▶ [TASK DETAILS]
Reproduce all the entries exactly.

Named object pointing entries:
————
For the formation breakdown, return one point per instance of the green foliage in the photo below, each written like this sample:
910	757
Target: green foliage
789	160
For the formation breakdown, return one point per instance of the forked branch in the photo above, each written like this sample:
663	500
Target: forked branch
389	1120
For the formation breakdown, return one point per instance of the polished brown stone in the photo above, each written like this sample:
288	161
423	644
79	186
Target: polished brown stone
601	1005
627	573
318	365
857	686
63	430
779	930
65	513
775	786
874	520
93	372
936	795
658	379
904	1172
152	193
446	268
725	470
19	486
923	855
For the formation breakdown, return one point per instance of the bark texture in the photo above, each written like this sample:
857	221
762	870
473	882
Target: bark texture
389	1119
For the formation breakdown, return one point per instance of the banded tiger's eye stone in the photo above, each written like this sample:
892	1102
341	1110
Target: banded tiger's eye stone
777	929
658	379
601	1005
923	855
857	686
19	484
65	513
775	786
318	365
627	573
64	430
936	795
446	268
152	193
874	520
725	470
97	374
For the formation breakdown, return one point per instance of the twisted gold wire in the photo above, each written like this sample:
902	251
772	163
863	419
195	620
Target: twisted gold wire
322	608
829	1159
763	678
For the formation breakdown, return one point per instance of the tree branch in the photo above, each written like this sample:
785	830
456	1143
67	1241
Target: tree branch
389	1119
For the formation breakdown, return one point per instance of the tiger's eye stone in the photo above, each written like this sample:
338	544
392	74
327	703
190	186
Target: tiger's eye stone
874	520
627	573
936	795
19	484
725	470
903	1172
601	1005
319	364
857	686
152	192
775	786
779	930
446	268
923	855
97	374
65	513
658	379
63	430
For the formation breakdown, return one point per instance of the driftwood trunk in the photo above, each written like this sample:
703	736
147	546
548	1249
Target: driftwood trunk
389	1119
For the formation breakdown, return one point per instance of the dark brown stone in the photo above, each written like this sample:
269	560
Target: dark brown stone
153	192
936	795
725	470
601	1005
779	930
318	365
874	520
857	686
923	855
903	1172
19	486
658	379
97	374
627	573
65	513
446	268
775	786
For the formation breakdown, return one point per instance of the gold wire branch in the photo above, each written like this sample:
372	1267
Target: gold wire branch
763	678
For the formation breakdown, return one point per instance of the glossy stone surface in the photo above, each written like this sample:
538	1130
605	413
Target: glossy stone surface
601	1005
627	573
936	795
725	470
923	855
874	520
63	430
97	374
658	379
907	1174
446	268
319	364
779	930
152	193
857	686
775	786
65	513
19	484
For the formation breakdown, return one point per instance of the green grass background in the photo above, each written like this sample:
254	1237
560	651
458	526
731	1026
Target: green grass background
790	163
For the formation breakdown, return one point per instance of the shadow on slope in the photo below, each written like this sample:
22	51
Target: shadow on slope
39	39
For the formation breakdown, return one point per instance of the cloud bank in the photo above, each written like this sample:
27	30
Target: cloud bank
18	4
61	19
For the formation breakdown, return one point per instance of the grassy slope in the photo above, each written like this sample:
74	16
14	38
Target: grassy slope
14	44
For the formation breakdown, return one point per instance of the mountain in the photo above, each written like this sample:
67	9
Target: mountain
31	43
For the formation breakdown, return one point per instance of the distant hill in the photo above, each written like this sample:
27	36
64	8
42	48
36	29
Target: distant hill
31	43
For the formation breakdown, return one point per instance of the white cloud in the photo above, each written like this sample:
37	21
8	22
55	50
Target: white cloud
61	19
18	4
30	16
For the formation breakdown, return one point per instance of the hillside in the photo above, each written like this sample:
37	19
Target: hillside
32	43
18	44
————
▶ [ANSWER FOR THIS EXERCISE]
For the formation breakdown, return one point per instance of the green foliage in the photo below, each written like this sample:
910	757
Target: green foliage
789	160
For the formation breakdown, return one point per instance of the forked branch in the photo above, each written like this sample:
663	500
Target: forked branch
389	1120
For the formation breakdown, return one point per instance of the polished brown stone in the photo above, each written like this sample:
288	161
423	644
79	186
Target: polished brown stone
601	1005
627	573
318	365
857	686
63	430
779	930
65	513
775	786
874	520
93	372
936	795
658	379
904	1172
152	193
446	268
725	470
19	486
923	855
For the formation breakdown, return one point per instance of the bark texture in the photo above, each written like this sample:
857	221
762	870
473	882
Target: bark texture
389	1119
For the formation breakdown, return one point per instance of the banded tiger's eye stone in the photo above, each written like this sample:
892	1102
341	1110
Target: banded tiger's eye stone
777	929
658	379
601	1005
923	855
857	686
19	484
65	513
775	786
318	365
627	573
64	430
936	795
446	268
152	193
874	520
725	470
97	374
For the formation breakdown, return one point per instance of the twisted gold wire in the photo above, each written like this sample:
902	251
772	163
863	419
195	620
Target: twisted gold wire
322	608
829	1159
763	678
For the formation breakdown, return one point per instance of the tree branch in the photo above, each written like this sample:
785	830
456	1143
67	1241
Target: tree branch
389	1119
For the formation breakdown, return one point per instance of the tiger's eye stone in the photo above, each written like this sample:
338	544
392	74
327	703
190	186
Target: tiger's eye stone
874	520
627	573
936	795
19	484
725	470
903	1172
601	1005
319	364
857	686
152	192
775	786
779	930
446	268
923	855
97	374
65	513
658	379
63	430
For the formation breakdown, return one point per instance of the driftwood trunk in the photo above, each written like this sample:
703	736
147	546
548	1249
Target: driftwood trunk
389	1119
For the formation breakdown, return one point per instance of the dark brown stone in the photo above, each written like this sample:
269	560
Target: dark brown stone
153	192
936	795
725	470
601	1005
779	930
318	365
874	520
857	686
923	855
903	1172
19	486
658	379
97	374
627	573
65	513
446	268
775	786
For the formation breakdown, return one point per instance of the gold wire branch in the photo above, each written like this sample:
372	1267
Target: gold wire branch
763	678
For the formation breakdown, return one point per instance of the glossy stone surface in the photo above, each written like this sample:
538	1130
605	413
Target: glossy stone surface
601	1005
627	573
936	795
725	470
923	855
874	520
63	430
97	374
658	379
907	1174
446	268
319	364
779	930
152	193
857	686
775	786
65	513
19	484
For the formation breakdown, return one point per instance of the green grass background in the photo above, each written like this sample:
254	1237
560	651
458	526
731	1026
Target: green grass background
790	163
For the formation breakdown, return one point per instance of the shadow on slope in the photo below, each written like this sample:
22	51
Target: shadow on slope
39	39
For the formation breakdown, return one point per instance of the cloud bank in the photo above, each written like this sample:
27	30
Target: cloud bank
18	4
61	19
For the formation breakdown, return one point per instance of the grassy slope in the photo above, each written like this sample:
74	16
14	38
Target: grassy slope
14	44
For the formation breakdown, return one point per instance of the mountain in the photo above, each written like this sample:
67	9
Target: mountain
31	43
For the formation breakdown, return one point per instance of the distant hill in the photo above, each written like this sample:
27	36
64	8
42	48
36	29
Target: distant hill
31	43
For the formation breakdown, return one point per instance of the white cloud in the photo above, each written like this sample:
37	21
8	22
55	50
Target: white cloud
61	19
18	4
30	16
For the formation breakdown, return one point per instance of the hillside in the photo above, each written like this sample:
37	19
Target: hillside
32	43
18	44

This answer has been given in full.